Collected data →
[Start of Attachment]

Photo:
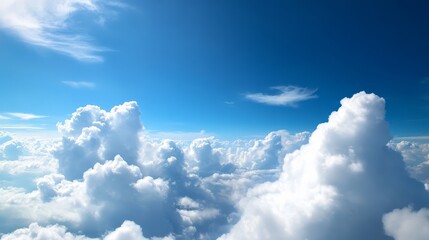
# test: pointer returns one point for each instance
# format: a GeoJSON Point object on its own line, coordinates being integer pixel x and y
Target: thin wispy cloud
{"type": "Point", "coordinates": [25, 116]}
{"type": "Point", "coordinates": [286, 96]}
{"type": "Point", "coordinates": [47, 23]}
{"type": "Point", "coordinates": [3, 117]}
{"type": "Point", "coordinates": [79, 84]}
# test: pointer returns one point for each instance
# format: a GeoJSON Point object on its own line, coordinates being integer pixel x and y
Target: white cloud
{"type": "Point", "coordinates": [110, 180]}
{"type": "Point", "coordinates": [36, 232]}
{"type": "Point", "coordinates": [128, 230]}
{"type": "Point", "coordinates": [48, 23]}
{"type": "Point", "coordinates": [94, 135]}
{"type": "Point", "coordinates": [416, 157]}
{"type": "Point", "coordinates": [288, 96]}
{"type": "Point", "coordinates": [404, 224]}
{"type": "Point", "coordinates": [25, 116]}
{"type": "Point", "coordinates": [79, 84]}
{"type": "Point", "coordinates": [321, 194]}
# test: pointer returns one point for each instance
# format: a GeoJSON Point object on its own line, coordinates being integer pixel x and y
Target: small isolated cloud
{"type": "Point", "coordinates": [287, 96]}
{"type": "Point", "coordinates": [25, 116]}
{"type": "Point", "coordinates": [47, 23]}
{"type": "Point", "coordinates": [81, 84]}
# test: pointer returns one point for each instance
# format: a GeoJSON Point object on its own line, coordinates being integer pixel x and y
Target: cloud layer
{"type": "Point", "coordinates": [338, 186]}
{"type": "Point", "coordinates": [288, 96]}
{"type": "Point", "coordinates": [48, 23]}
{"type": "Point", "coordinates": [106, 179]}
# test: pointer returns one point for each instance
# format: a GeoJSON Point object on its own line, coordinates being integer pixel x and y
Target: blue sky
{"type": "Point", "coordinates": [190, 64]}
{"type": "Point", "coordinates": [214, 119]}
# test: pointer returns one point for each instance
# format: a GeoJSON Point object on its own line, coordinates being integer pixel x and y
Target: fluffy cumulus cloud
{"type": "Point", "coordinates": [338, 186]}
{"type": "Point", "coordinates": [128, 230]}
{"type": "Point", "coordinates": [416, 156]}
{"type": "Point", "coordinates": [95, 135]}
{"type": "Point", "coordinates": [49, 24]}
{"type": "Point", "coordinates": [106, 179]}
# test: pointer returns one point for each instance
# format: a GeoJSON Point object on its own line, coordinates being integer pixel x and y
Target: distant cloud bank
{"type": "Point", "coordinates": [107, 179]}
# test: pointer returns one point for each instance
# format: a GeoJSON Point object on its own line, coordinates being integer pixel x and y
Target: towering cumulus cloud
{"type": "Point", "coordinates": [107, 181]}
{"type": "Point", "coordinates": [94, 135]}
{"type": "Point", "coordinates": [338, 186]}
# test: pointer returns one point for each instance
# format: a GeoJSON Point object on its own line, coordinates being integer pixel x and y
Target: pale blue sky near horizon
{"type": "Point", "coordinates": [195, 65]}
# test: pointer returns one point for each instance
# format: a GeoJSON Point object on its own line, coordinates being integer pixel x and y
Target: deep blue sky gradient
{"type": "Point", "coordinates": [182, 60]}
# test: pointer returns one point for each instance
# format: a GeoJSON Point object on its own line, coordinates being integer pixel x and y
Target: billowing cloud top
{"type": "Point", "coordinates": [110, 181]}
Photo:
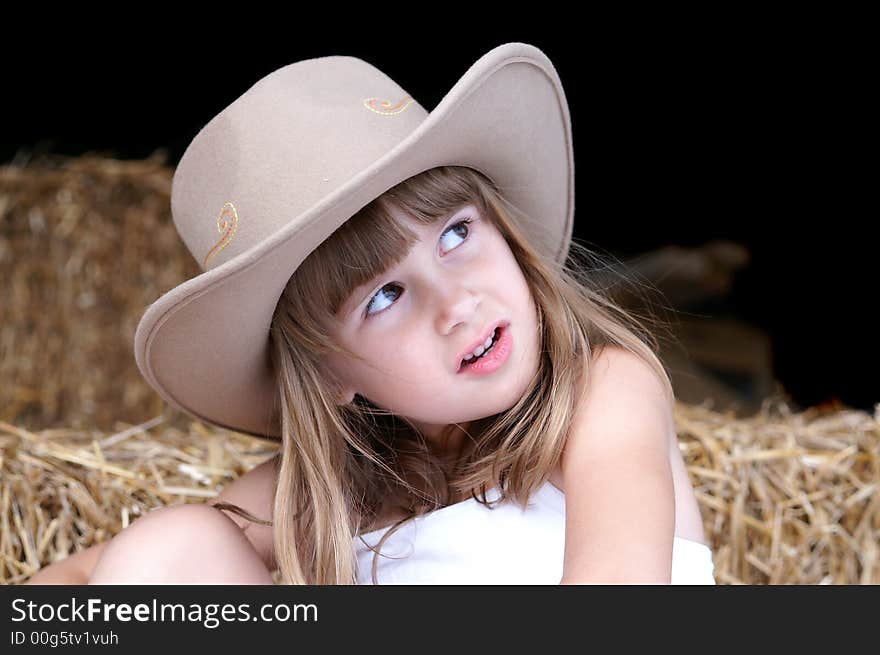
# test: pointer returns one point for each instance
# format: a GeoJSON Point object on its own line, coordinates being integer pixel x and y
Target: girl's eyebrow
{"type": "Point", "coordinates": [346, 310]}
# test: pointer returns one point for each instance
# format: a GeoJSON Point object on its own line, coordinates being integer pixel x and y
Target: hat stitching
{"type": "Point", "coordinates": [227, 224]}
{"type": "Point", "coordinates": [385, 108]}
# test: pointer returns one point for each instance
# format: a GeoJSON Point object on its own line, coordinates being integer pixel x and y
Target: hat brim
{"type": "Point", "coordinates": [204, 344]}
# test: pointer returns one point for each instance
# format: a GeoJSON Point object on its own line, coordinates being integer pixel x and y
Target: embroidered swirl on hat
{"type": "Point", "coordinates": [385, 107]}
{"type": "Point", "coordinates": [227, 224]}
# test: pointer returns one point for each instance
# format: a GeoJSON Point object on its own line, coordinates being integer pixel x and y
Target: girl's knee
{"type": "Point", "coordinates": [181, 544]}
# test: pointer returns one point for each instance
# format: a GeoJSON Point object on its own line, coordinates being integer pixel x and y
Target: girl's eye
{"type": "Point", "coordinates": [381, 292]}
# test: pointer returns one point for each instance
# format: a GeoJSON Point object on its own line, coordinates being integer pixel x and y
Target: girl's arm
{"type": "Point", "coordinates": [619, 495]}
{"type": "Point", "coordinates": [75, 569]}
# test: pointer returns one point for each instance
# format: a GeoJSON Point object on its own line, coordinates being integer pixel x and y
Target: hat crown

[End of Attachment]

PROMPT →
Each record must be set down again without alteration, and no picture may be carried over.

FINISHED TASK →
Photo:
# test: pointer returns one point for each instance
# format: a GeoJSON Point object on its own line, coordinates being integer pixel x and y
Target: thin wispy cloud
{"type": "Point", "coordinates": [25, 116]}
{"type": "Point", "coordinates": [286, 96]}
{"type": "Point", "coordinates": [47, 23]}
{"type": "Point", "coordinates": [3, 117]}
{"type": "Point", "coordinates": [79, 84]}
# test: pointer returns one point for each instance
# format: a GeoJSON Point object on its own line, coordinates being integer pixel x and y
Target: white cloud
{"type": "Point", "coordinates": [110, 180]}
{"type": "Point", "coordinates": [36, 232]}
{"type": "Point", "coordinates": [128, 230]}
{"type": "Point", "coordinates": [48, 23]}
{"type": "Point", "coordinates": [94, 135]}
{"type": "Point", "coordinates": [416, 157]}
{"type": "Point", "coordinates": [288, 96]}
{"type": "Point", "coordinates": [404, 224]}
{"type": "Point", "coordinates": [25, 116]}
{"type": "Point", "coordinates": [79, 84]}
{"type": "Point", "coordinates": [321, 194]}
# test: pointer returns one point for each instance
# format: a GeoJSON Point object on its own line, coordinates being integer pixel x and y
Target: small isolated cloud
{"type": "Point", "coordinates": [287, 96]}
{"type": "Point", "coordinates": [25, 116]}
{"type": "Point", "coordinates": [47, 23]}
{"type": "Point", "coordinates": [81, 84]}
# test: pointer returns one point for each instance
# format: a GeoJSON Point object on its own line, coordinates being integer pixel x and y
Target: cloud layer
{"type": "Point", "coordinates": [338, 186]}
{"type": "Point", "coordinates": [288, 96]}
{"type": "Point", "coordinates": [48, 23]}
{"type": "Point", "coordinates": [106, 179]}
# test: pointer returns one point for each instance
# format: a GeoJSON Point object on its own line, coordinates being integer pixel x and y
Target: blue sky
{"type": "Point", "coordinates": [190, 64]}
{"type": "Point", "coordinates": [214, 119]}
# test: pointer returns one point for each instance
# format: a GeoJSON Point object on its own line, coordinates being integer pixel x and y
Target: fluffy cumulus cloud
{"type": "Point", "coordinates": [338, 186]}
{"type": "Point", "coordinates": [128, 230]}
{"type": "Point", "coordinates": [416, 156]}
{"type": "Point", "coordinates": [95, 135]}
{"type": "Point", "coordinates": [49, 24]}
{"type": "Point", "coordinates": [106, 179]}
# test: pointer returns one point for each instance
# format: a GeoJSON Point object on its own line, coordinates being integer pixel x and y
Target: distant cloud bank
{"type": "Point", "coordinates": [107, 179]}
# test: pointer returns one point for each instance
# format: a GeoJSON Point object on its own line, coordinates being integer pixel x and y
Target: towering cumulus cloud
{"type": "Point", "coordinates": [107, 181]}
{"type": "Point", "coordinates": [94, 135]}
{"type": "Point", "coordinates": [338, 186]}
# test: pointer returns one point for each instance
# format: a GeoJSON Point object on its own line, coordinates being integer pixel x and y
Target: pale blue sky near horizon
{"type": "Point", "coordinates": [195, 65]}
# test: pointer returns one point for each instance
# format: a GeoJSON Point object on its own line, coordinates being integer pixel x and y
Target: deep blue sky gradient
{"type": "Point", "coordinates": [182, 60]}
# test: pointer returns one point for each instance
# format: a GeoJSON Point object on its own line, coordinates being integer pixel x and y
Target: billowing cloud top
{"type": "Point", "coordinates": [110, 181]}
Photo:
# test: pointer returns one point for each instance
# format: a GeoJSON Point object on its own line, coordinates being integer pixel x and y
Target: girl's eyebrow
{"type": "Point", "coordinates": [346, 310]}
# test: pointer returns one point for each instance
# format: a GeoJSON Point object on its own line, coordinates being integer pixel x and y
Target: hat stitching
{"type": "Point", "coordinates": [227, 224]}
{"type": "Point", "coordinates": [385, 108]}
# test: pointer returns one point for each instance
# format: a GeoJSON Point object on its own line, coordinates being integer pixel x and y
Target: hat brim
{"type": "Point", "coordinates": [204, 344]}
# test: pointer returns one point for each instance
# format: a GeoJSON Point object on its own line, coordinates being integer pixel x and y
Target: embroidered swirl on hat
{"type": "Point", "coordinates": [385, 107]}
{"type": "Point", "coordinates": [227, 224]}
# test: pointer returns one point for each instance
# format: a GeoJSON Point object on its own line, coordinates being integer pixel x and y
Target: girl's knee
{"type": "Point", "coordinates": [181, 544]}
# test: pointer returns one point for each instance
# format: a GeoJSON Point object on its own line, coordinates being integer pixel x and y
Target: girl's eye
{"type": "Point", "coordinates": [381, 292]}
# test: pointer returns one point for each instance
# format: a GeoJSON Point object on its own line, coordinates being integer pixel x and y
Target: girl's arm
{"type": "Point", "coordinates": [619, 495]}
{"type": "Point", "coordinates": [75, 569]}
# test: pointer returns one point for each instance
# format: a GeoJSON Point object on its own line, coordinates being integer pixel x and y
Target: hat crown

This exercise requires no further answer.